- _Document section_:
# Titanic Survivor - Predictive model

**1 - Initial imports**

In [2]:
import pandas as pd

It actually does not encode categorical Pclass because it's not a string. But Pclass does not really need it because we can see it as an ordered set (1st class > 2nd class > 3rd class). This is just a shortcut to get both in the model.

In [3]:
data = pd.read_csv("./train.csv").set_index("PassengerId")

**2 - Feature engineering**

In [52]:
def delete_digit(string):
    if string.__class__ != str:
        return ""
    else:
        return string[0]

data["Cabin"] = data["Cabin"].apply(delete_digit)

features = pd.get_dummies(data[["Sex", "Pclass", "Cabin"]])

In [None]:
data["Embarked"]

** 3 - Feature normalization**

SVM is sensible to feature normalization, so we could argue that we should do it.

Currently our 2 features have almost the same domain; at least it's the same order of magnitude:
- Sex € [0 ; 1]
- Pclass €  [ 1, 2, 3]

** 4 - Split train / test**

It will allow us to see how we perform before to send the predictions. But before to send the predictions, we could train on the complete the model.

In [54]:
from sklearn.model_selection import train_test_split
features_train, features_test, labels_train, labels_test = train_test_split(features, data.Survived, test_size=0.3, random_state=2029)

**5 - Model training**

In [55]:
from sklearn import svm
clf = svm.SVC(C=1.0, kernel="linear")
clf.fit(features_train, labels_train)
None

**6 - Predictions**

In [56]:
predictions = clf.predict(features_test)

- _Provided data_:
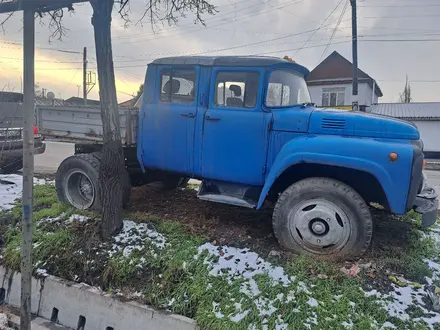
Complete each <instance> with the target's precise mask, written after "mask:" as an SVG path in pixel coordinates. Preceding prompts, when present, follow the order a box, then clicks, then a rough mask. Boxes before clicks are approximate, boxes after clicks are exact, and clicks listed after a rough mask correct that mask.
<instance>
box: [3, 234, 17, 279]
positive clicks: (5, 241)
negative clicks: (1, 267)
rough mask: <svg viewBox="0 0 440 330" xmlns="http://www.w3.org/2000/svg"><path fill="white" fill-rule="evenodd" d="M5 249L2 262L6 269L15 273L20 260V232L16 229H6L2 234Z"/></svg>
mask: <svg viewBox="0 0 440 330" xmlns="http://www.w3.org/2000/svg"><path fill="white" fill-rule="evenodd" d="M4 240H5V247H4V249H3V262H4V264H5V266H6V267H8V268H11V269H13V270H15V271H18V270H19V269H20V261H21V260H20V258H21V231H20V229H19V228H17V227H13V228H10V229H8V230H7V231H6V232H5V234H4Z"/></svg>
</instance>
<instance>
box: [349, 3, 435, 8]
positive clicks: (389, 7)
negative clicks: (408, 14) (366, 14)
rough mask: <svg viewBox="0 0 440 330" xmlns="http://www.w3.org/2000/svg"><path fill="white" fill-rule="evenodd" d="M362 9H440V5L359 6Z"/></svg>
mask: <svg viewBox="0 0 440 330" xmlns="http://www.w3.org/2000/svg"><path fill="white" fill-rule="evenodd" d="M358 7H361V8H409V7H418V8H424V7H440V4H427V5H424V4H419V5H409V4H401V5H361V6H358Z"/></svg>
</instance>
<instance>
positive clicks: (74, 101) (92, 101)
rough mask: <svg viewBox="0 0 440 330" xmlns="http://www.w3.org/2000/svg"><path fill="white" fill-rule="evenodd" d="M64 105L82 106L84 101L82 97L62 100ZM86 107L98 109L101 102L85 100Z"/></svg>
mask: <svg viewBox="0 0 440 330" xmlns="http://www.w3.org/2000/svg"><path fill="white" fill-rule="evenodd" d="M64 104H66V105H84V99H83V98H82V97H76V96H73V97H70V98H68V99H67V100H64ZM87 105H88V106H97V107H99V106H100V105H101V102H99V101H97V100H89V99H87Z"/></svg>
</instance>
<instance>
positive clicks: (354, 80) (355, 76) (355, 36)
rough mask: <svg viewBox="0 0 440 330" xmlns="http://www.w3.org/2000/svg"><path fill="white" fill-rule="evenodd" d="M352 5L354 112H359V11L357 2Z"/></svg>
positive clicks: (350, 1) (351, 29) (353, 88)
mask: <svg viewBox="0 0 440 330" xmlns="http://www.w3.org/2000/svg"><path fill="white" fill-rule="evenodd" d="M350 3H351V34H352V52H353V97H352V104H353V111H358V110H359V100H358V61H357V13H356V12H357V10H356V0H350Z"/></svg>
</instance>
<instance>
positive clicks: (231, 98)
mask: <svg viewBox="0 0 440 330" xmlns="http://www.w3.org/2000/svg"><path fill="white" fill-rule="evenodd" d="M259 80H260V74H259V73H258V72H245V71H231V72H223V71H222V72H219V73H217V77H216V80H215V99H214V100H215V105H216V106H219V107H226V108H255V106H256V104H257V96H258V89H259Z"/></svg>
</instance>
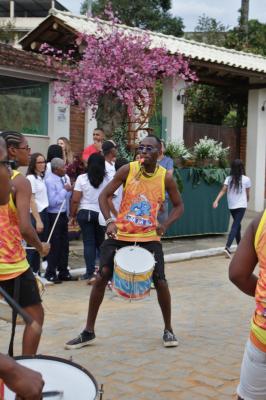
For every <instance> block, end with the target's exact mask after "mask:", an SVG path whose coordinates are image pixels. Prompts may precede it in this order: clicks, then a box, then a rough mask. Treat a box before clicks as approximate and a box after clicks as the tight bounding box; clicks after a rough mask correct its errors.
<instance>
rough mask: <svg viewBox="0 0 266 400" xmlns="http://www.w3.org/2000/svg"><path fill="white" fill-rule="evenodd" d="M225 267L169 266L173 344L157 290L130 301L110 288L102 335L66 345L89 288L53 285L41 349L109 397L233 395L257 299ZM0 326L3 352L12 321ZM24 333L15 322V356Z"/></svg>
mask: <svg viewBox="0 0 266 400" xmlns="http://www.w3.org/2000/svg"><path fill="white" fill-rule="evenodd" d="M227 270H228V260H226V259H225V258H223V257H211V258H202V259H198V260H192V261H186V262H180V263H175V264H168V265H167V268H166V272H167V277H168V281H169V286H170V289H171V294H172V309H173V327H174V330H175V333H176V334H177V336H178V338H179V341H180V344H179V347H177V348H168V349H166V348H164V347H163V346H162V338H161V337H162V333H163V332H162V328H163V326H162V318H161V313H160V311H159V307H158V304H157V300H156V292H155V291H154V290H153V291H152V293H151V296H150V297H149V298H147V299H146V300H143V301H139V302H133V303H128V302H127V301H124V300H122V299H120V298H118V297H116V296H114V295H113V294H112V292H110V291H107V292H106V296H105V299H104V302H103V305H102V308H101V310H100V314H99V317H98V321H97V326H96V335H97V339H98V340H97V341H96V342H95V343H94V344H92V345H91V346H88V347H85V348H83V349H80V350H75V351H74V350H71V351H69V350H68V351H67V350H64V348H63V345H64V342H65V341H67V340H69V339H72V338H73V337H75V336H76V335H77V334H78V333H79V332H80V331H81V330H82V328H83V326H84V322H85V317H86V312H87V304H88V295H89V292H90V290H91V289H90V287H89V286H86V284H85V283H84V282H82V281H79V282H66V283H63V284H62V285H54V286H50V287H48V288H47V290H46V293H45V295H44V298H43V300H44V307H45V312H46V319H45V325H44V331H43V338H42V341H41V345H40V349H39V350H40V353H42V354H49V355H57V356H60V357H63V358H66V359H69V357H71V356H72V357H73V361H75V362H76V363H78V364H81V365H82V366H83V367H85V368H86V369H88V370H89V371H90V372H91V373H92V374H93V376H94V377H95V378H96V380H97V382H98V383H99V384H101V383H103V384H104V390H105V394H104V400H114V399H123V400H149V399H152V400H157V399H159V400H164V399H178V400H186V399H187V400H203V399H206V400H208V399H215V400H217V399H219V400H228V399H234V398H235V390H236V385H237V382H238V377H239V368H240V364H241V359H242V355H243V350H244V344H245V341H246V339H247V336H248V328H249V320H250V317H251V314H252V310H253V308H254V303H253V300H252V298H249V297H247V296H245V295H243V294H241V293H240V292H239V291H238V290H237V289H236V288H235V287H234V286H233V285H232V284H231V283H230V282H229V281H228V278H227ZM0 328H1V338H2V340H1V344H0V351H2V352H6V349H7V345H8V338H9V333H10V325H9V324H6V323H4V322H3V321H1V323H0ZM21 332H22V328H21V327H18V329H17V335H16V347H15V350H16V354H19V352H20V343H21ZM77 393H78V388H77ZM77 399H78V396H77Z"/></svg>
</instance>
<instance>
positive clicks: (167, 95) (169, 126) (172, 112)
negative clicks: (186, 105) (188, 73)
mask: <svg viewBox="0 0 266 400" xmlns="http://www.w3.org/2000/svg"><path fill="white" fill-rule="evenodd" d="M184 86H185V82H184V81H183V80H179V81H178V82H177V85H175V86H174V84H173V80H172V79H166V80H165V81H164V83H163V104H162V107H163V110H162V116H163V117H165V118H166V130H167V134H166V137H167V139H168V140H170V141H174V142H179V141H181V140H183V130H184V105H183V104H182V103H181V101H178V100H177V95H178V94H184V91H183V90H182V89H183V88H184ZM180 90H181V91H180Z"/></svg>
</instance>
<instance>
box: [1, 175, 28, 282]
mask: <svg viewBox="0 0 266 400" xmlns="http://www.w3.org/2000/svg"><path fill="white" fill-rule="evenodd" d="M18 174H19V172H18V171H13V176H12V178H11V179H14V178H15V177H16V176H17V175H18ZM27 268H28V263H27V260H26V253H25V250H24V248H23V247H22V236H21V233H20V231H19V225H18V216H17V209H16V206H15V204H14V202H13V198H12V195H11V194H10V199H9V203H8V204H6V205H4V206H0V280H5V279H10V278H11V277H13V275H14V274H15V275H19V274H20V273H22V272H24V271H25V270H26V269H27Z"/></svg>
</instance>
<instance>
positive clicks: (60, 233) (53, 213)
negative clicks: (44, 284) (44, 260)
mask: <svg viewBox="0 0 266 400" xmlns="http://www.w3.org/2000/svg"><path fill="white" fill-rule="evenodd" d="M51 170H52V172H51V174H50V175H49V177H48V178H47V179H46V186H47V193H48V200H49V206H48V216H49V225H50V230H51V229H52V227H53V225H54V222H55V220H56V217H57V214H58V213H59V211H60V208H61V206H62V203H63V202H64V205H63V208H62V209H61V212H60V215H59V218H58V221H57V223H56V225H55V229H54V231H53V234H52V237H51V251H50V254H49V256H48V257H47V263H48V264H47V269H46V273H45V278H46V279H47V280H48V281H50V282H54V283H60V282H61V281H70V280H71V279H72V277H71V275H70V273H69V271H68V255H69V240H68V217H67V209H68V202H69V198H70V196H71V191H72V187H71V184H70V179H69V178H68V177H67V175H65V164H64V161H63V160H62V159H61V158H53V159H52V161H51ZM57 269H58V276H57V274H56V272H57Z"/></svg>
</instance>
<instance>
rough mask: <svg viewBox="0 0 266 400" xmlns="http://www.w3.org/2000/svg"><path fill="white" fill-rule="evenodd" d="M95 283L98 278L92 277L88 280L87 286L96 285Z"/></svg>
mask: <svg viewBox="0 0 266 400" xmlns="http://www.w3.org/2000/svg"><path fill="white" fill-rule="evenodd" d="M95 281H96V276H95V275H92V276H91V277H89V278H88V280H87V285H94V283H95Z"/></svg>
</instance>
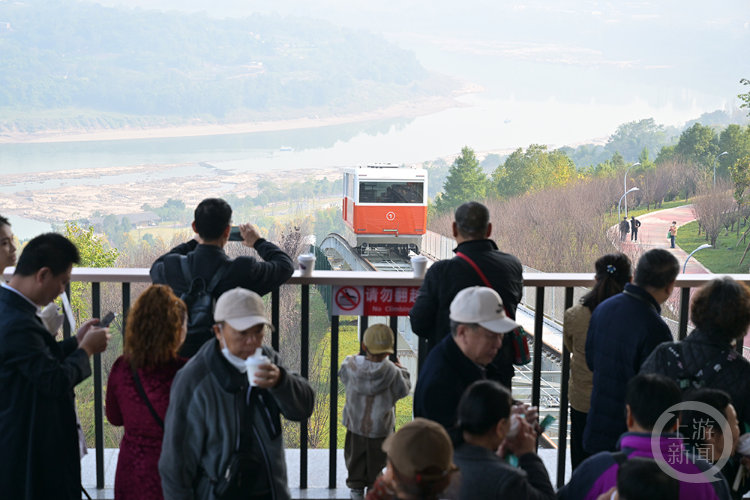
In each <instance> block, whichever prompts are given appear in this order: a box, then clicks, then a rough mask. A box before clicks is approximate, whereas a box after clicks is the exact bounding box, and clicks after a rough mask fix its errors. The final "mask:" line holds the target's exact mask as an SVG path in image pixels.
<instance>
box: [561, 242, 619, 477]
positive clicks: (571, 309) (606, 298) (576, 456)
mask: <svg viewBox="0 0 750 500" xmlns="http://www.w3.org/2000/svg"><path fill="white" fill-rule="evenodd" d="M594 266H595V269H596V276H595V279H596V283H595V284H594V288H592V289H591V291H590V292H589V293H587V294H586V295H584V296H583V297H582V298H581V302H580V303H579V304H576V305H574V306H573V307H571V308H570V309H568V310H567V311H565V317H564V319H563V341H564V342H565V347H567V348H568V350H569V351H570V353H571V355H572V358H571V360H570V383H569V384H568V394H570V421H571V426H570V458H571V462H572V467H573V470H575V469H576V467H578V466H579V465H580V464H581V462H583V461H584V460H585V459H586V458H587V457H588V454H587V453H586V452H585V451H584V450H583V432H584V430H585V429H586V417H587V414H588V411H589V406H590V400H591V388H592V384H593V382H592V378H593V375H592V373H591V370H589V368H588V366H586V334H587V333H588V329H589V321H591V313H593V312H594V309H596V306H598V305H599V304H601V303H602V302H604V301H605V300H607V299H608V298H610V297H612V296H613V295H617V294H618V293H621V292H622V291H623V290H624V289H625V284H626V283H630V282H631V281H632V280H633V269H632V266H631V264H630V259H629V258H628V257H627V256H626V255H625V254H623V253H610V254H607V255H604V256H602V257H599V259H598V260H597V261H596V263H595V264H594Z"/></svg>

- _Your goal_: Set down word for word the part of the Titanic survivor notebook above that opens with the words containing "It will allow" and closes with "clf.fit(features_train, labels_train)".

- _Reply_:
It will allow us to see how we perform before to send the predictions. But before to send the predictions, we could train on the complete the model.

In [54]:
from sklearn.model_selection import train_test_split
features_train, features_test, labels_train, labels_test = train_test_split(features, data.Survived, test_size=0.3, random_state=2029)

**5 - Model training**

In [55]:
from sklearn import svm
clf = svm.SVC(C=1.0, kernel="linear")
clf.fit(features_train, labels_train)